Start of Listed entries

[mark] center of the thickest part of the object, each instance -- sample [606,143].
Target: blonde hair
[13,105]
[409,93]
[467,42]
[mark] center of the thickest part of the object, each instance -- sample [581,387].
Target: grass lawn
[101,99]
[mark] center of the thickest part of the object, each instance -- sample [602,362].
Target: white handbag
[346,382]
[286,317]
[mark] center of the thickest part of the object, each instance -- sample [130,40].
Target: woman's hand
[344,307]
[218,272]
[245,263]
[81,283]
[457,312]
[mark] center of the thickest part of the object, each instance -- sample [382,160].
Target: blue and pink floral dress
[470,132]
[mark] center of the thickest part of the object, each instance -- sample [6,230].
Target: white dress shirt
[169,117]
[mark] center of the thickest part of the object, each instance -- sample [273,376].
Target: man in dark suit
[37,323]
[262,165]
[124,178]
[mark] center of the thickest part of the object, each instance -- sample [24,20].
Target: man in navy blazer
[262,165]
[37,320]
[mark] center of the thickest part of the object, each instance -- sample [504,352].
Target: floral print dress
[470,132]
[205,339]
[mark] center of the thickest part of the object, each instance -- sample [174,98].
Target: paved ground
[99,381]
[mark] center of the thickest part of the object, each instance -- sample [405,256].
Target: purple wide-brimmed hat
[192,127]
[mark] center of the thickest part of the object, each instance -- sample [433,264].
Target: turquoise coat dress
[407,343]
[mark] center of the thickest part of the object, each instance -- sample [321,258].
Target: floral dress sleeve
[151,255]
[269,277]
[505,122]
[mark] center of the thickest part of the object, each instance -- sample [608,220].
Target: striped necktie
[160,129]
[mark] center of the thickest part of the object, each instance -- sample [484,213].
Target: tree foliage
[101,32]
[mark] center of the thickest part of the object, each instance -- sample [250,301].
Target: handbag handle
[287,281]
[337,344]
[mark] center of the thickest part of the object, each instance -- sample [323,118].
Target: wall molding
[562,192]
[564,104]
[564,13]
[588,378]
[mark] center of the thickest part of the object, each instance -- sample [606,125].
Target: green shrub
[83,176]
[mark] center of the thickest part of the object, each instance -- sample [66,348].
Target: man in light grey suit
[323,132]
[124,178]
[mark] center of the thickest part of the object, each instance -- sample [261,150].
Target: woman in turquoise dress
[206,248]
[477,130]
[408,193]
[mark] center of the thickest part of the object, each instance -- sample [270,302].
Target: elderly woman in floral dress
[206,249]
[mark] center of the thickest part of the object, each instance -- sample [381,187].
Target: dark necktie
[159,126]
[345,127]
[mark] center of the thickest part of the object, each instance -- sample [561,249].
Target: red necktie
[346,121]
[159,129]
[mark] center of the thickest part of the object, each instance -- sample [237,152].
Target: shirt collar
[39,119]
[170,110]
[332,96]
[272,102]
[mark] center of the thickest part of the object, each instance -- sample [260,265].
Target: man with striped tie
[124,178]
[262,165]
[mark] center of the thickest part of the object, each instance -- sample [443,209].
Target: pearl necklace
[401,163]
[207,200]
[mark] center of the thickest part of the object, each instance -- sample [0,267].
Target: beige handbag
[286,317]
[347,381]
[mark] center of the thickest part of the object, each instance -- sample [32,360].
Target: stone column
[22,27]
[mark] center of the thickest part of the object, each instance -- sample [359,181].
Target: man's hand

End of Listed entries

Without any alteration, repeat the entire listing.

Your solution:
[mark] center of the thickest part of the object, each instance -- sample [606,143].
Target: blonde hair
[13,105]
[409,93]
[467,42]
[mark] center of the thickest part of the object, each instance -- sample [581,387].
Target: grass lawn
[101,99]
[mark] center of the thickest part of the object, each instance -- sample [602,362].
Target: white handbag
[346,382]
[286,317]
[mark] center of the thickest part of the object, each instance -- sample [130,40].
Target: woman's hand
[344,307]
[218,272]
[245,263]
[81,283]
[457,312]
[mark] center of the thickest part of the object, each instance -- sample [382,160].
Target: blue and pink floral dress
[470,132]
[mark] center of the thickest part of the object, each instance -- sample [6,230].
Target: white dress shirt
[169,117]
[mark] center of the thickest part of the object, each instance -- sample [273,376].
Target: man in dark suit
[37,323]
[262,165]
[124,178]
[mark] center of the thickest part of the object, each instance -- sample [24,20].
Target: man in navy blazer
[262,165]
[37,320]
[mark] center of the thickest part of the object, each instance -- sample [504,352].
Target: floral print dress
[470,132]
[205,339]
[mark] center of the thickest part of the object, each instance -- sample [174,98].
Target: paved ground
[99,381]
[mark] center of the thickest part of the object, each instance -- sample [405,256].
Target: purple wide-brimmed hat
[192,127]
[mark] center of the thickest part of the object, each instance -- sample [433,264].
Target: turquoise coat dress
[407,343]
[mark] center of the thickest part of the object, each instance -- sample [321,258].
Target: floral dress sleeve
[151,255]
[269,277]
[505,122]
[mark] center of the thickest part of the object, each instance -- sample [608,220].
Target: striped necktie
[160,129]
[mark] center of the thickest part of the object, each instance -- sample [484,213].
Target: tree foliage
[101,32]
[mark] center of the thickest part of the object, each instance -- sample [250,301].
Target: handbag handle
[287,281]
[337,344]
[mark] center of the thickest part of the object, each instance -- sample [323,118].
Target: wall molding
[562,192]
[564,104]
[564,13]
[588,378]
[mark] center of the thickest part of the object, each instance -- sample [606,125].
Target: green shrub
[83,176]
[mark] center of the thickest part of the object, each instance -- sample [66,348].
Target: man in light grey suit
[323,132]
[124,178]
[mark] center of the thickest part of the object, each instance -- sample [261,150].
Target: woman in turquoise dress
[206,248]
[477,130]
[408,193]
[mark] center of the thickest part of the object, each instance -- sample [270,302].
Target: elderly woman in floral dress
[206,249]
[mark] center of the thickest part of the object, each instance -- sample [381,187].
Target: dark necktie
[159,126]
[345,127]
[mark] center of the thickest part of the object, each instance -- sample [561,249].
Target: red necktie
[346,121]
[159,129]
[mark] center of the thickest part of the object, each instance -- sample [237,152].
Target: shirt collar
[39,119]
[170,110]
[332,96]
[272,102]
[mark] center of the thickest part of the object, each instance -- sample [260,265].
Target: man with striped tie
[124,178]
[262,165]
[mark] center of the thickest part of the object, each instance -- sample [443,209].
Target: pearl necklace
[401,163]
[207,200]
[mark] center of the thickest part of the object, each instance -- sample [0,267].
Target: beige handbag
[286,317]
[347,381]
[mark] center of the thickest part of the object, each instance -- sample [32,360].
Target: stone column
[22,27]
[mark] center of the thickest part of the object, each instance -- sample [359,181].
Target: man's hand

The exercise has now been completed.